**Your goal:** No images, please. Copy each entry below exactly as it reads.
═════ Provided records
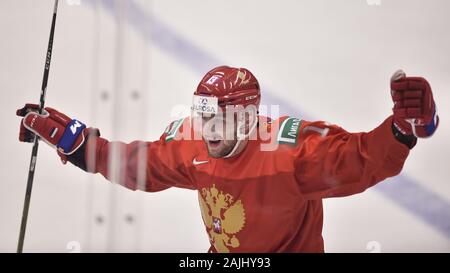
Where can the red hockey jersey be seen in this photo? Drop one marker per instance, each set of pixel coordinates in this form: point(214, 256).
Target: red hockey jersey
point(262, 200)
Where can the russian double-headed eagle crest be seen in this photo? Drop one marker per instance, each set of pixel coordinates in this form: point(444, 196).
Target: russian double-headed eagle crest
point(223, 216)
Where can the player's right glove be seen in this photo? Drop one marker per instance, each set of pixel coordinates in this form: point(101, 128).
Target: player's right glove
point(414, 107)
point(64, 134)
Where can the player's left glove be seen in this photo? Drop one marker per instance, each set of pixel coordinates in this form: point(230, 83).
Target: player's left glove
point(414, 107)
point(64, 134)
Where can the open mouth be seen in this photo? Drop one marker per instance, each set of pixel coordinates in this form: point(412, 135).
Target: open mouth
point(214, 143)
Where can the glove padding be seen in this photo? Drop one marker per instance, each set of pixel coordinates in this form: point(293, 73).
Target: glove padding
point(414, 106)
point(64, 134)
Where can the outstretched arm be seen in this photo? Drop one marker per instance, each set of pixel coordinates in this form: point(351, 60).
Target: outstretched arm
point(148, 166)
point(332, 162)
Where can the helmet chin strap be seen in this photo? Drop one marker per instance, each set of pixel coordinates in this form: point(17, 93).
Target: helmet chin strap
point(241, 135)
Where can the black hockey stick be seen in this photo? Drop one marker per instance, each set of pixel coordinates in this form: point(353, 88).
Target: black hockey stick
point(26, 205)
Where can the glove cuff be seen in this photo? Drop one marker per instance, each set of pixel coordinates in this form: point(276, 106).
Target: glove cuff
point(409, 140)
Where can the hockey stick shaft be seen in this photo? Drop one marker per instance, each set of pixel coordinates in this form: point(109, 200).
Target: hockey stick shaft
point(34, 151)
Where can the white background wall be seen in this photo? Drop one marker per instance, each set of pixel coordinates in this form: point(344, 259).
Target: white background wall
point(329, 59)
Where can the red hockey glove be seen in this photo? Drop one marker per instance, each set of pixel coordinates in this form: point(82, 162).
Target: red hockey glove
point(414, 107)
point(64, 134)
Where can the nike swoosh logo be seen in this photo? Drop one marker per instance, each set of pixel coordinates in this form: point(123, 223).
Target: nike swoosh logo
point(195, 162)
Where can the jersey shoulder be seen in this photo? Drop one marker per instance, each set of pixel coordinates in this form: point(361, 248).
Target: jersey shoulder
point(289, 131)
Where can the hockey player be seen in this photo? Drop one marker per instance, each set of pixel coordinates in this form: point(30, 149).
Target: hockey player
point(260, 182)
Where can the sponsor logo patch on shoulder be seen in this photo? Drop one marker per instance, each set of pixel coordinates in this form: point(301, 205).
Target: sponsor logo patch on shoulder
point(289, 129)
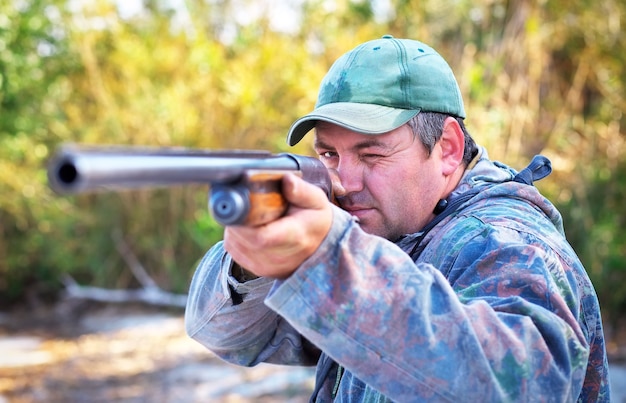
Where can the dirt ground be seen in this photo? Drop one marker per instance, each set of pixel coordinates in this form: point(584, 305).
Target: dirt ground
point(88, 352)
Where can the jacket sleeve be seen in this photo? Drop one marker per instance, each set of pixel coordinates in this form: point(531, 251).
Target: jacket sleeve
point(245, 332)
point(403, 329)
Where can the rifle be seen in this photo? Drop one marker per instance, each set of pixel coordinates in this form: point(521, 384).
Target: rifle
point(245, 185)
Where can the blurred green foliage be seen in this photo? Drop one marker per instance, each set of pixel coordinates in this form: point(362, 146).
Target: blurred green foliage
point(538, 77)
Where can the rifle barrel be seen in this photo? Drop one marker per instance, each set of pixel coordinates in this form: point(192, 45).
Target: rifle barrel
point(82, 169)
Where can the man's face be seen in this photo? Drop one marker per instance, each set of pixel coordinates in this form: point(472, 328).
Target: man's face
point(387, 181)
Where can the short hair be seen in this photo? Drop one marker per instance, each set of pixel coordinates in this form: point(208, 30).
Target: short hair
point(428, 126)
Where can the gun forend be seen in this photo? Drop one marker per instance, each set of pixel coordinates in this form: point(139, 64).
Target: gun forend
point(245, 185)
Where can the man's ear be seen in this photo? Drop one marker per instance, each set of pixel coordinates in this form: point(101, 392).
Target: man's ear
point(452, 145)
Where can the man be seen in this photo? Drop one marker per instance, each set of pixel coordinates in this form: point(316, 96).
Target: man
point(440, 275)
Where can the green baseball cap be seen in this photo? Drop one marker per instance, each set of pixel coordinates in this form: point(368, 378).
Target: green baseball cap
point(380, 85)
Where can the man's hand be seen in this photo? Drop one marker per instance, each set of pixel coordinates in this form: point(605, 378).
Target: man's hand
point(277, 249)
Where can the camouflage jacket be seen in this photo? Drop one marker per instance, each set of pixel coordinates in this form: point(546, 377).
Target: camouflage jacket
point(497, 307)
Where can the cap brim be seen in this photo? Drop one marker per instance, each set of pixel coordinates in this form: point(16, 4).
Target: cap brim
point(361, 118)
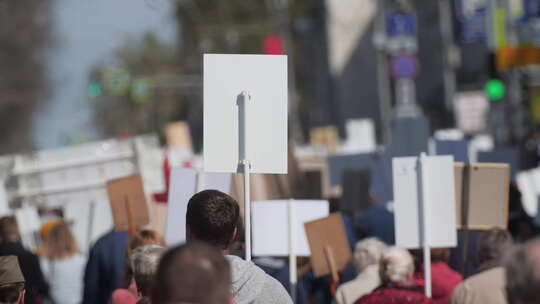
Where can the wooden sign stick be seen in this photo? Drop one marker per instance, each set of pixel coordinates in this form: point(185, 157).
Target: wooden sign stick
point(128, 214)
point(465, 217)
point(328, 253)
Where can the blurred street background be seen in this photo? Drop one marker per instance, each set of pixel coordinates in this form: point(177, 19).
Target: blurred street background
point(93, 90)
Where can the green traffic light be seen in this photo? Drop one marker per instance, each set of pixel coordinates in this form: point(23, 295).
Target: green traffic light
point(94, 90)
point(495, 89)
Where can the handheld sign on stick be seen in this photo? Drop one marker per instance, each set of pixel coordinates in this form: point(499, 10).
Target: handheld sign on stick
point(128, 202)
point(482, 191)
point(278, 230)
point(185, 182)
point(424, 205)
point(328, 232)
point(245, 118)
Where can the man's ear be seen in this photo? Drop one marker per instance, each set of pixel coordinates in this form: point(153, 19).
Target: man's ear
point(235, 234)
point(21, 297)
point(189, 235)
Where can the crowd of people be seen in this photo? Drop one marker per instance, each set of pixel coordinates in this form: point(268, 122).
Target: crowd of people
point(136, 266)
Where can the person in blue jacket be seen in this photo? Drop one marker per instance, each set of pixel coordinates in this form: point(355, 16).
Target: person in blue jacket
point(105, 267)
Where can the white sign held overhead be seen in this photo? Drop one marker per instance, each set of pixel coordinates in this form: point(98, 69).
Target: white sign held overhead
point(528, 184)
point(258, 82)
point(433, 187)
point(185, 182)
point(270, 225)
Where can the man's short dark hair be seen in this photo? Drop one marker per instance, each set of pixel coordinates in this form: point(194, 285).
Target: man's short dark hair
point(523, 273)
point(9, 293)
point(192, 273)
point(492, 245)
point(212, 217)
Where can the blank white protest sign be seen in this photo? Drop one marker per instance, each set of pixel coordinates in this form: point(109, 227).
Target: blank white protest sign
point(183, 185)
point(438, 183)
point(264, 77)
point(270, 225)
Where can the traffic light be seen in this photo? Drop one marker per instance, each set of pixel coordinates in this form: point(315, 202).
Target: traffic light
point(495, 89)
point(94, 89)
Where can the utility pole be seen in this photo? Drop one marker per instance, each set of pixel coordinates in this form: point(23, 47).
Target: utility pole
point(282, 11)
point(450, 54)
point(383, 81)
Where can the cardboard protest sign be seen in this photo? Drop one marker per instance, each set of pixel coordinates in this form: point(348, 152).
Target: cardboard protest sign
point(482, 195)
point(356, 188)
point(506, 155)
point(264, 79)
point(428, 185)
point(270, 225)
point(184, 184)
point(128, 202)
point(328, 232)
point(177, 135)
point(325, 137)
══════════
**Task output:**
Where can the red hockey jersey be seen in this photo? Drop one marker per instance, each set of pixel coordinates in this form: point(214, 256).
Target: red hockey jersey
point(262, 200)
Where can the russian double-headed eagle crest be seen in this photo? Drop one marker per instance, each set of pixel coordinates in this form: point(444, 196).
Target: russian double-headed eagle crest
point(223, 216)
Where can the player's right glove be seen in this photo? Drop one marker per instance, each set of pixel coordinates in this form: point(101, 128).
Target: player's right glove
point(414, 107)
point(64, 134)
Where can the player's left glove be seen in this photo? Drop one marker per instance, each set of pixel coordinates in this form: point(230, 83).
Target: player's left glove
point(414, 107)
point(64, 134)
Where can the open mouth be seen in this photo? Drop one marker per instance, each set of pixel coordinates in this form: point(412, 135).
Target: open mouth
point(214, 143)
Where can the glove padding be seen in this photo? Drop one marker per instance, each set of pixel coordinates in this form: point(293, 73).
Target: glove padding
point(414, 106)
point(64, 134)
Where can the outstretched arm be seen in this photo? Drop one marker per instance, each set of pixel coordinates in this form: point(351, 60).
Target: outstretched arm
point(148, 166)
point(332, 162)
Where can the helmet chin strap be seen in this photo? Drop one marker per instance, each set of pixel coordinates in this form: point(17, 93).
Target: helmet chin strap
point(241, 135)
Where can the black hockey stick be seen in this photo? Drop one marker per instance, each set of pixel coordinates in this form: point(353, 88).
Target: black hockey stick
point(26, 205)
Where can the glove cuff be seen in this photo? Drop one marker per instance, each set of pixel coordinates in this form: point(276, 106).
Target: glove cuff
point(409, 140)
Where can the hockey stick shaft be seen in this photo? Drop one marker per instance, each set of pixel coordinates in this form: point(109, 200).
Target: hockey stick shaft
point(34, 151)
Where can the white background wall be seen in this photo? Drop one marker per instance, each set of pixel coordinates in this form: point(344, 259).
Target: white background wall
point(329, 59)
Where can the red hockey glove be seen in this photo? Drop one marker per instance, each set of pixel coordinates in this form: point(82, 162).
Target: red hockey glove
point(414, 107)
point(64, 134)
Where can the nike swoosh logo be seen in this photo? Drop one marker per instance, each set of pixel coordinates in this form: point(123, 223).
Target: nike swoosh logo
point(195, 162)
Where can the jersey shoulder be seen in this photo? Drop one marker per instance, each set of pixel coordinates in this form: point(361, 248).
Target: jersey shoulder
point(289, 131)
Where can the hockey player be seen in this photo? Drop one marker per instance, each set of pixel coordinates in this form: point(30, 149).
Target: hockey player
point(260, 182)
Where can the sponsor logo patch on shoulder be seen in this photo? Drop one marker per instance, each set of pixel coordinates in this form: point(301, 205).
Target: sponsor logo patch on shoulder
point(289, 129)
Where can the dirt ground be seen in this photo? Drop one marker per instance, each set of pixel coordinates in this form: point(584, 305).
Target: dirt ground
point(88, 352)
Where can the jacket sleeve be seen in this photo? Drop one marker per instance, each set of pixel coordinates in this form: point(531, 251).
Target: jacket sleeve
point(245, 332)
point(403, 329)
Where can the rifle be seen in this photo? Drop one marker per instance, each set of pixel coordinates in this form: point(521, 384).
Target: rifle
point(245, 185)
Where can the blurred green foliage be seen in this photo? Drop one marker per instance, each set of pixel coordinates in this form: point(362, 146).
Target: blurred green foliage
point(538, 77)
Where can the rifle barrel be seen in this photo? Drop one marker per instance, each set of pixel coordinates in this form: point(192, 45).
Target: rifle barrel
point(82, 169)
Where can the man's face be seen in this photo? Drop one marker per instance, each set of pixel coordinates in this form: point(472, 328).
Target: man's face
point(387, 181)
Where can the short hair be seen in this photo? Drop one marker per instance, each set of pixel coordinates in this form: point(208, 30).
Target: short hair
point(428, 126)
Where can the gun forend be seen in this photo? Drop one marker per instance, each set of pixel coordinates in this form: point(139, 64).
Target: gun forend
point(245, 185)
Where can the man's ear be seen in this photo? Drop one marker per instance, each set of pixel coordinates in this form: point(101, 392).
Target: man's ear
point(452, 145)
Where can the man be seen in this photo? Drop one marker per instance, each set of pixel coordinates in this form: point(316, 96).
Target: man
point(440, 275)
Where can the green baseball cap be seen in this photo? Drop one marker per instance, each set of pixel coordinates in this form: point(368, 378).
Target: green baseball cap
point(380, 85)
Where can the man's hand be seen in this photo? Drop one marker per instance, each set of pixel coordinates in this form: point(605, 378).
Target: man's hand
point(277, 249)
Where can the camouflage jacket be seen in this photo? Drop one marker per instance, each set of pixel coordinates in this form: point(546, 377).
Target: camouflage jacket
point(497, 307)
Where can the cap brim be seen in this photo? Drop one marker per instance, each set of pixel coordinates in this form: point(16, 4).
Target: cap brim
point(361, 118)
Where can the wooden sign stick be seen in this photo? Drop one marker per instance, each set of pixel coordinates in this form: point(185, 157).
Target: wooden sign stick
point(128, 214)
point(465, 217)
point(328, 253)
Where can the blurred street background be seen in this photo? Drop one marker per instance, each set of pixel coordinates in this form: point(177, 19).
Target: blurred street background
point(93, 90)
Where can the green traffic light be seen in this photo? Drop one marker per instance, each set of pixel coordinates in this form: point(23, 295).
Target: green traffic light
point(94, 90)
point(495, 89)
Where can the handheld sign on stick be seen in this photo? Drop one marker per instance, each set of pixel coordinates in this form: point(499, 10).
Target: handheld sign on stick
point(128, 202)
point(482, 191)
point(278, 230)
point(185, 182)
point(424, 205)
point(328, 232)
point(245, 118)
Where can the man's ear be seen in this photo? Drop one marker per instance, each set of pixel coordinates in this form: point(153, 19).
Target: man's ear
point(235, 234)
point(21, 297)
point(189, 235)
Where can the crowd of people be seen in this photo? Drop one marker per instance, each set of pixel coordinates in this form: point(268, 122).
Target: crowd of people
point(136, 266)
Where can the person in blue jacket be seen in this photo? Drop one marker per instance, each set of pixel coordinates in this form: point(355, 16).
Target: person in blue jacket
point(105, 267)
Where can the white sign held overhead be seen in this photo? Drop one marker per instance, each set of pixel coordinates in this form: point(98, 69).
Target: white sign held overhead
point(528, 184)
point(258, 82)
point(433, 187)
point(185, 182)
point(270, 225)
Where can the man's short dark hair be seen in this photo? Drop one marker per instance, each set of pixel coordinates in this form: point(194, 285).
Target: man's short dark hair
point(523, 273)
point(9, 293)
point(192, 273)
point(492, 245)
point(212, 217)
Where can the blank white protest sign be seen in this photo? Drop one marker per instance, each set of pixel coordinates in this form: point(109, 227).
Target: blank white protest sign
point(183, 185)
point(438, 183)
point(264, 77)
point(270, 225)
Where can the traffic light be seen in this photo? Drop one marker per instance, each set of pixel coordinates in this form: point(315, 202).
Target: traffic light
point(495, 89)
point(94, 89)
Where can the utility pole be seen in this photo? Drop one marker per instance, each set of pixel coordinates in this form: point(23, 47).
Target: utility pole
point(282, 11)
point(450, 54)
point(383, 81)
Where can the cardboard protest sign be seen in this photo? Drop one marker per instance, each set of pixel coordinates in this form: point(348, 152).
Target: cardboard protest sign
point(482, 195)
point(356, 188)
point(506, 155)
point(264, 79)
point(428, 185)
point(270, 225)
point(184, 184)
point(128, 202)
point(328, 232)
point(177, 135)
point(325, 137)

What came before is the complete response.